§ What is expected
Give as output the line that contains "Target: blue sky", followed by every remaining line of the entries, unchanged and with nothing added.

:: Material ::

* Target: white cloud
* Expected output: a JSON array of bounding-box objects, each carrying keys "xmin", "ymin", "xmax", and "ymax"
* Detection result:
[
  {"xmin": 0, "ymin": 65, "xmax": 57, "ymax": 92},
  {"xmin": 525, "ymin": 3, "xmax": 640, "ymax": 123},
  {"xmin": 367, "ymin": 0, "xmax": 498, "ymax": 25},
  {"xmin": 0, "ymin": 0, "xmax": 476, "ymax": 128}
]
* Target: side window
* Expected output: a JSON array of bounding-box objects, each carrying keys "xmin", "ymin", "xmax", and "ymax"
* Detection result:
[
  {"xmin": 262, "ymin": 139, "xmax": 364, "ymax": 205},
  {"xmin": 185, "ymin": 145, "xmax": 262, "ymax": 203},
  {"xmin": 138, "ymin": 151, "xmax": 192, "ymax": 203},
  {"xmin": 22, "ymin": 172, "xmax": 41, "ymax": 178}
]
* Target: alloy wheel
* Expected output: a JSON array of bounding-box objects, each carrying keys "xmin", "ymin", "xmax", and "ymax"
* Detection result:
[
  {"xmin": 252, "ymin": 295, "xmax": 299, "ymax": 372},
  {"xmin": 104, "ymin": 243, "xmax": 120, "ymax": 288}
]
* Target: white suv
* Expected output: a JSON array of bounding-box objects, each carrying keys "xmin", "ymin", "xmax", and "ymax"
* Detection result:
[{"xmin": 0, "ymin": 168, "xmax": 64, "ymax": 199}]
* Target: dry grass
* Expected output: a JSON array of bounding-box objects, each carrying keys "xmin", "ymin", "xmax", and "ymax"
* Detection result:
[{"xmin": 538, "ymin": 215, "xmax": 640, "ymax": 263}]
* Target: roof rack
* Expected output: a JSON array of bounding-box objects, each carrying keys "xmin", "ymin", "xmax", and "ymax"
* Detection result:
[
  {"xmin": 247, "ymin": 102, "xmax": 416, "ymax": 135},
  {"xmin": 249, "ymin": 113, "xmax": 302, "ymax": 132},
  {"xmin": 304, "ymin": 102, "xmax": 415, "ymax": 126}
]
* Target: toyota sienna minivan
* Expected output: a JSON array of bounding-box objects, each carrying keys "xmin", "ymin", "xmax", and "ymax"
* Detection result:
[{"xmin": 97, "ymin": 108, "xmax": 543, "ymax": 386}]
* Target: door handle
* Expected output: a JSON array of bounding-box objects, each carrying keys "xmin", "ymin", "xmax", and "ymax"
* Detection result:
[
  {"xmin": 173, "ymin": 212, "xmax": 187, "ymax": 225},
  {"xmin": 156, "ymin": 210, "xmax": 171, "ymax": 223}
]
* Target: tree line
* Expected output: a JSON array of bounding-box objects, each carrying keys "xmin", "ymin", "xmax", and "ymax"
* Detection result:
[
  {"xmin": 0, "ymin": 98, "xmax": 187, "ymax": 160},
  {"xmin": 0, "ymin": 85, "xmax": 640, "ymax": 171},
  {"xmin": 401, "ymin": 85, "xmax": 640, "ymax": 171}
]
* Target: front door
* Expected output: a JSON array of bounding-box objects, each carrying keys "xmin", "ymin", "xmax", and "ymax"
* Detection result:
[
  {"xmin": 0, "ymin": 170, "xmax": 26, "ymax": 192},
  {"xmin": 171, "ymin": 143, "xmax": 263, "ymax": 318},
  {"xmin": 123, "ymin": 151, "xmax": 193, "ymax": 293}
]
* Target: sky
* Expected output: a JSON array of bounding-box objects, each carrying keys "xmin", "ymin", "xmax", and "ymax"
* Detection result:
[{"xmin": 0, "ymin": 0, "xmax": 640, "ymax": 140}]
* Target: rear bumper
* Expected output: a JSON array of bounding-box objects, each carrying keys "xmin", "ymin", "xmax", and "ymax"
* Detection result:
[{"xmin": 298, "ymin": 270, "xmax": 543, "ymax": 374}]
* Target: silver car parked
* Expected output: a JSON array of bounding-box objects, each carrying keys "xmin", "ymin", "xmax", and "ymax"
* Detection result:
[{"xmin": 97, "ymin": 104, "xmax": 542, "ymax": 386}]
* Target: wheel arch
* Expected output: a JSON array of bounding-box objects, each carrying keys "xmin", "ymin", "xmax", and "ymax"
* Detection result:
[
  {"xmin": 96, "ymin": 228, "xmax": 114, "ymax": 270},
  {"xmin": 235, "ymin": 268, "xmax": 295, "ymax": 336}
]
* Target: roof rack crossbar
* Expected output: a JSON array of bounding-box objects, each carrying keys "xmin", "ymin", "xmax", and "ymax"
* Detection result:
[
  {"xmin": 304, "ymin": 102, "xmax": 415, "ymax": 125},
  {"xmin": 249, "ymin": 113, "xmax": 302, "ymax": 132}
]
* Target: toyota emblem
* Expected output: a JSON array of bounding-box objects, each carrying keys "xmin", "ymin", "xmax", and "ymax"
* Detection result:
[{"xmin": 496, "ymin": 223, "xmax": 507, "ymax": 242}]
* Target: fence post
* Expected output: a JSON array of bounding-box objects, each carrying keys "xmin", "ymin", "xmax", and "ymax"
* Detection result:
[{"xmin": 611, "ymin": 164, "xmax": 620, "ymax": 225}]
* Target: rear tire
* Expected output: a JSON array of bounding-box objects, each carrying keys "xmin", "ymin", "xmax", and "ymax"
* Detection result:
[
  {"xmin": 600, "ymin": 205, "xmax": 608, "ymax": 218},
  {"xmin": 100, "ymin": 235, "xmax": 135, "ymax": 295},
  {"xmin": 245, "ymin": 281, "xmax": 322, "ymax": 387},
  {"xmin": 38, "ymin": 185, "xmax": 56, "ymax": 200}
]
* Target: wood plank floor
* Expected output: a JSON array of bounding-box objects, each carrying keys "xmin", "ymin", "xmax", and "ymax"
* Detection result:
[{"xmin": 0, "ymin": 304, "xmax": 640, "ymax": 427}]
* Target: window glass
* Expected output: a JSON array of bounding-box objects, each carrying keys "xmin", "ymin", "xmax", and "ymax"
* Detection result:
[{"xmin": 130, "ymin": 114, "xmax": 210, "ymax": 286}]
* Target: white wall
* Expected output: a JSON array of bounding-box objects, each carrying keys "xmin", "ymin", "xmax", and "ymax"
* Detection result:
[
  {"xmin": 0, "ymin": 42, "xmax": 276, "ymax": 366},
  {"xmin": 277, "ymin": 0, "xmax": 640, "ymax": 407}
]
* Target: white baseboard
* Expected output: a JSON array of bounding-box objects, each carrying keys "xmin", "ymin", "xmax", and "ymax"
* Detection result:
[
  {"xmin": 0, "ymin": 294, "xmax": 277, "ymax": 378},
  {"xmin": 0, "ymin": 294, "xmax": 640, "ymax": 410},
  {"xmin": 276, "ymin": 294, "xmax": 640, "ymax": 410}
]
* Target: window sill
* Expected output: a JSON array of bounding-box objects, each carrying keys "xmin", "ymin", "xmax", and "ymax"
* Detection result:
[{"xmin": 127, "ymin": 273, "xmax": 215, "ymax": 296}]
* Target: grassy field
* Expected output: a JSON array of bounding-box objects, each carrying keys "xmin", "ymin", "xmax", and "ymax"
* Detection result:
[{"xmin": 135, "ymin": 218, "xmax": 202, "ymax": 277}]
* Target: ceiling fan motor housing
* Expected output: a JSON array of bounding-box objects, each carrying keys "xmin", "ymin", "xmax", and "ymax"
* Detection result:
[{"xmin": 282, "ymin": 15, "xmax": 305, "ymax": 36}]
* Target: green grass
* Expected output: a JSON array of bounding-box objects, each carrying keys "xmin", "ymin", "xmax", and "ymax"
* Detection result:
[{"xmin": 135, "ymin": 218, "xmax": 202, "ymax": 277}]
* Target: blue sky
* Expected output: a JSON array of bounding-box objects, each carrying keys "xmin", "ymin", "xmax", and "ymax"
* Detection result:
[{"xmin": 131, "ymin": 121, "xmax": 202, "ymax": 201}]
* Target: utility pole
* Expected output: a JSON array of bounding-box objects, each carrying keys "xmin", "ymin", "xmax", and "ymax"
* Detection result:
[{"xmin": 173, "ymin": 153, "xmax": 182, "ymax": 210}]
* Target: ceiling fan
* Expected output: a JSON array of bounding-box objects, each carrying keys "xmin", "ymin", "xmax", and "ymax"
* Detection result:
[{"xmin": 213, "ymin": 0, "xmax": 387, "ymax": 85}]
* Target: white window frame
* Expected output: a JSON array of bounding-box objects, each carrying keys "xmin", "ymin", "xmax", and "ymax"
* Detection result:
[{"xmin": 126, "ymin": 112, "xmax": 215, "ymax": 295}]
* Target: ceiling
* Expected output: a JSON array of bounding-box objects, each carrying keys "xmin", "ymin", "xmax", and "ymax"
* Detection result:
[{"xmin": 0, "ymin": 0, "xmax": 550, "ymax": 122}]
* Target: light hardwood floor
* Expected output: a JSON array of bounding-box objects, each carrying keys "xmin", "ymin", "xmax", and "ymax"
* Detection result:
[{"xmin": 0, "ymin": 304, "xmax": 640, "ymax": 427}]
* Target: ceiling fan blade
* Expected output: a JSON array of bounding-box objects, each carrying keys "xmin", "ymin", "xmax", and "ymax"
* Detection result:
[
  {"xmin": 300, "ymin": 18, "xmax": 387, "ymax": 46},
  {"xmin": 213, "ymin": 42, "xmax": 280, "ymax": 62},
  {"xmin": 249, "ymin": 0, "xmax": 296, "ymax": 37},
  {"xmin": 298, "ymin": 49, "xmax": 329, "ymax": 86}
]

:::

§ Complete output
* Target: blue sky
* Expected output: a JSON array of bounding-box objects, each carrying keys "xmin", "ymin", "xmax", and "ymax"
* Detection result:
[{"xmin": 131, "ymin": 121, "xmax": 202, "ymax": 201}]
* Target: utility pole
* Expected output: a JSON array of bounding-box objects, each carrying keys "xmin", "ymin", "xmax", and "ymax"
* Detection result:
[{"xmin": 173, "ymin": 153, "xmax": 182, "ymax": 210}]
* Target: ceiling fan
* Expected output: a JSON array of bounding-box objects, each carrying keys "xmin", "ymin", "xmax", and "ymax"
* Detection result:
[{"xmin": 213, "ymin": 0, "xmax": 387, "ymax": 85}]
* Target: white window frame
* Expected output: a JSON array of bounding-box objects, each carrying keys "xmin", "ymin", "xmax", and "ymax"
* Detection result:
[{"xmin": 126, "ymin": 112, "xmax": 215, "ymax": 295}]
* Target: ceiling
* Expected output: a JSON array of bounding-box objects, each carrying keys "xmin", "ymin", "xmax", and "ymax"
* Detection result:
[{"xmin": 0, "ymin": 0, "xmax": 550, "ymax": 122}]
* Target: light hardwood floor
* Expected output: a JSON array of bounding-box objects, each carrying keys "xmin", "ymin", "xmax", and "ymax"
* Detection result:
[{"xmin": 0, "ymin": 304, "xmax": 640, "ymax": 427}]
* Target: ceiling fan blade
* Expected output: a JSON array of bounding-box objects, each carrying keys "xmin", "ymin", "xmax", and "ymax"
* Detection result:
[
  {"xmin": 300, "ymin": 18, "xmax": 387, "ymax": 46},
  {"xmin": 213, "ymin": 42, "xmax": 280, "ymax": 62},
  {"xmin": 249, "ymin": 0, "xmax": 296, "ymax": 37},
  {"xmin": 298, "ymin": 49, "xmax": 329, "ymax": 86}
]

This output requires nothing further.